[Records contained in a dataset]
►

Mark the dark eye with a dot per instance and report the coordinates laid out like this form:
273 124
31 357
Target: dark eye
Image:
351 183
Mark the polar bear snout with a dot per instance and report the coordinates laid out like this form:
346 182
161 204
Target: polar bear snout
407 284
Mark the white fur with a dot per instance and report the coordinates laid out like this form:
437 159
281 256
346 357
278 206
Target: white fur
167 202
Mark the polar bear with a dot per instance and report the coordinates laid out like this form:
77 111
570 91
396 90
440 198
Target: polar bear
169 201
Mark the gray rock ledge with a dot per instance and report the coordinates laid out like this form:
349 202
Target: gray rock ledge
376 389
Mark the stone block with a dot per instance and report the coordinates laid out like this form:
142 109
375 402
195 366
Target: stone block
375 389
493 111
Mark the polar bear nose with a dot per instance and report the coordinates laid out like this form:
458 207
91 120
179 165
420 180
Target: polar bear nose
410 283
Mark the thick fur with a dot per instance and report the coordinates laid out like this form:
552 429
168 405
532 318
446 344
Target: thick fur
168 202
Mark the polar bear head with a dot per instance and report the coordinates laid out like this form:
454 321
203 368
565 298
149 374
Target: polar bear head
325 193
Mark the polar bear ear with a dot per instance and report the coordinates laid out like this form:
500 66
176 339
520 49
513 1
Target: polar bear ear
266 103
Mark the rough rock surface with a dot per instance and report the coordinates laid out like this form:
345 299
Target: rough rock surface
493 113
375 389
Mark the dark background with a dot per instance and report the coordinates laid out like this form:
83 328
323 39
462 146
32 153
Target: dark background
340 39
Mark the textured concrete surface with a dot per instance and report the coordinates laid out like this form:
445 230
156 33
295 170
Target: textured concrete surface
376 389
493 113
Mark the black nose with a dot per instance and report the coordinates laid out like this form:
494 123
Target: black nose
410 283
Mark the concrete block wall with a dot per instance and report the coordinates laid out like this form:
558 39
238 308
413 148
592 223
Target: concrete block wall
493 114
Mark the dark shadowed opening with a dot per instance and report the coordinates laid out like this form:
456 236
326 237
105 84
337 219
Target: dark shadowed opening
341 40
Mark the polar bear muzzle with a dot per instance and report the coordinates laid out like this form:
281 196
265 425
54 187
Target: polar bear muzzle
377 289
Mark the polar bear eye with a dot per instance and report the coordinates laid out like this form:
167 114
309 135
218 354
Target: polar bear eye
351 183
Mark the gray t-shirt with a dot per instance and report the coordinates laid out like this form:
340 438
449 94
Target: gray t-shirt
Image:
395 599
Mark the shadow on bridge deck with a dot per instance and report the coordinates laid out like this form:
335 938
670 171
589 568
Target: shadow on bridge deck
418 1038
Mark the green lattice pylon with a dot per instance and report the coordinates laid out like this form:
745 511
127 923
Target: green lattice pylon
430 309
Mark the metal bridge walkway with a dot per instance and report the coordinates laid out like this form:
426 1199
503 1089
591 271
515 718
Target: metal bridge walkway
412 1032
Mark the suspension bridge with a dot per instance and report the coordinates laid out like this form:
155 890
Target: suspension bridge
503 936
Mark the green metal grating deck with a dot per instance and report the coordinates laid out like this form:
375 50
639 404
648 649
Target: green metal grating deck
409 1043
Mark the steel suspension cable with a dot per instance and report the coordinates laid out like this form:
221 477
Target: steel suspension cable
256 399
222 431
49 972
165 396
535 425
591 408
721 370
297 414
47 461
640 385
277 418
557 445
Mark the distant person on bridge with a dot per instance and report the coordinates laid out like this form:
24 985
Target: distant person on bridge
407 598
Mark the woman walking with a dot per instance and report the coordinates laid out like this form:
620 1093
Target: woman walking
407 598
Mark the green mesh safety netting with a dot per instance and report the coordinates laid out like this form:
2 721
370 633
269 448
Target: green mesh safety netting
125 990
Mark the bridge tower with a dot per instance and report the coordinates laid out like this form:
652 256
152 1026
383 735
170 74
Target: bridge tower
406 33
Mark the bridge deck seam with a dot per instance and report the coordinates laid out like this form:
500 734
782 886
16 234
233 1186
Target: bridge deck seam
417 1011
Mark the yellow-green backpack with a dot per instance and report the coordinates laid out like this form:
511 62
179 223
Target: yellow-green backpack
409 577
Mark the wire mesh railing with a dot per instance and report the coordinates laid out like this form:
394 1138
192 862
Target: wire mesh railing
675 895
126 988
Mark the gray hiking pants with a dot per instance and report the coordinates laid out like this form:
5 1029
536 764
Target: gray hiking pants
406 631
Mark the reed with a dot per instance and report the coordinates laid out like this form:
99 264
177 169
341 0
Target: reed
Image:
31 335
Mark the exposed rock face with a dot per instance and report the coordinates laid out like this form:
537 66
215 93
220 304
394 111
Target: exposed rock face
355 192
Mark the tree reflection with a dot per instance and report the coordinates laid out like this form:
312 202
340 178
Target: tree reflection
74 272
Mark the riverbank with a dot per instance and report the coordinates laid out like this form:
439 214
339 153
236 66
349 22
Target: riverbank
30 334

◄

• [GIVEN INSTRUCTION]:
Your task is to repeat every entry exactly.

• [TASK SOLUTION]:
Mark the dark eye with a dot per instance and report the coordinates laid out like this form:
273 124
31 357
Target: dark eye
Image:
351 183
Mark the polar bear snout with a dot per instance and report the coordinates laid out like this form:
346 182
161 204
Target: polar bear snout
407 284
Mark the white fur with a dot per instance and report the coordinates laid out like this form:
437 159
281 256
346 357
278 206
Target: white fur
167 202
Mark the polar bear with a dot per instance and report the coordinates laid out like this form:
77 111
570 91
396 90
440 198
Target: polar bear
169 201
Mark the gray rock ledge with a dot per instance and report the coordinates laid out like this form:
349 202
Target: gray rock ledge
376 389
Mark the stone block with a dot per instance and report the coordinates laid out like this form:
142 109
375 402
195 366
Target: stone block
375 389
493 111
Mark the polar bear nose with a dot per instance and report the coordinates laid out like this form:
458 207
91 120
179 165
420 180
Target: polar bear nose
410 283
Mark the thick fur with a dot per instance and report the coordinates laid out like this form:
552 429
168 405
532 318
446 344
Target: thick fur
168 202
Mark the polar bear head with a dot per instance and report the coordinates laid out like this form:
454 321
203 368
565 298
149 374
Target: polar bear head
325 193
Mark the polar bear ear with a dot per instance and report the coordinates laid out like this form:
500 66
176 339
520 49
513 1
Target: polar bear ear
266 103
Mark the rough rock surface with a dot per instance and report the coordinates laid out like this form:
345 299
Target: rough rock surface
493 113
375 389
Mark the dark background with a dot per instance and report the coordinates laid out like this form:
83 328
323 39
462 146
32 153
Target: dark background
340 39
Mark the textured concrete surface with a dot per instance and report the coordinates laid out like this form:
445 230
156 33
295 170
Target: textured concrete surface
376 389
493 113
Mark the black nose with a dot per instance and report the coordinates laid out like this form:
494 123
Target: black nose
410 283
Mark the concrete block wall with a dot per instance and report the coordinates laid out like this form:
558 39
238 308
413 148
592 223
Target: concrete block wall
493 114
Mark the dark shadowed opening with a dot per instance and report the coordinates laid out like this form:
456 236
326 237
105 84
337 219
Target: dark shadowed opening
341 40
Mark the polar bear muzzle with a dot per instance and report the coordinates laid out like this form:
281 196
265 425
54 187
Target: polar bear muzzle
377 289
Mark the polar bear eye with a dot per instance and report the coordinates laid out like this form:
167 114
309 135
218 354
Target: polar bear eye
351 183
Mark the gray t-shirt with a dot per instance and report the coordinates laid out like this form:
340 438
449 94
Target: gray t-shirt
Image:
395 599
Mark the shadow on bridge deck with a dot per instance and report the coordinates laid out like this form:
335 938
670 171
589 568
Target: shadow on bridge deck
418 1038
Mark the green lattice pylon with a dot per instance and report the coordinates laid out like this form:
745 511
127 923
Target: green lattice pylon
430 309
Mark the metal bridge walkway with a dot per instance and report the coordinates laid out like this form:
426 1199
503 1089
591 271
515 718
Target: metal bridge walkway
412 1032
Mark the suspension bridge with a dot per instance and report the coordinates laid out like this form:
155 890
Target: suspension bridge
503 936
Mark the green metal grating deck with a dot per instance and report the coordinates laid out like this form:
375 50
639 404
648 649
Target: green metal grating deck
409 1043
Mark the steel suspension cable with a dot per instance and report the coordinates laid out like this form:
221 477
Target: steel suspension cable
256 399
222 431
49 972
165 396
535 425
591 408
721 370
297 414
47 461
640 385
277 418
557 445
Mark the distant person on bridge with a dot per instance and report the coordinates laid out like this form:
24 985
Target: distant person on bridge
407 598
Mark the woman walking with a dot per instance and report the coordinates laid out like this form:
620 1093
Target: woman walking
407 598
Mark the green mesh safety netting with a dot per instance and report the coordinates laid out like this form:
2 721
370 633
269 448
Target: green mesh safety netting
125 990
Mark the bridge tower with a dot per instance and report the coordinates laid out like this form:
652 256
152 1026
383 735
170 74
Target: bridge tower
406 33
Mark the bridge deck seam with a dot per instance and report the coordinates laid out like this form:
500 734
782 886
16 234
233 1186
Target: bridge deck seam
417 1011
Mark the yellow-green backpack with a dot per instance and report the coordinates laid out like this form:
511 62
179 223
Target: yellow-green backpack
409 577
Mark the wire mesh railing with a dot per instance and report the coordinates laid out like this form:
394 1138
192 862
Target: wire mesh railing
675 895
126 988
Mark the gray hiking pants with a dot per instance and report the coordinates laid out like this form:
5 1029
536 764
Target: gray hiking pants
406 631
Mark the reed with a dot per instance and report the coordinates laid out like this form:
99 264
177 169
341 0
Target: reed
Image:
31 335
Mark the exposed rock face with a dot per instance and report the coordinates laid out like this form:
537 66
215 93
220 304
394 111
Target: exposed rock face
355 192
Mark the tree reflection with a dot per instance and report the coordinates laid out like this form:
312 202
340 178
Target: tree reflection
74 272
Mark the riverbank with a dot per instance and report the coordinates laid out like this form:
439 214
339 153
236 66
349 22
Target: riverbank
30 334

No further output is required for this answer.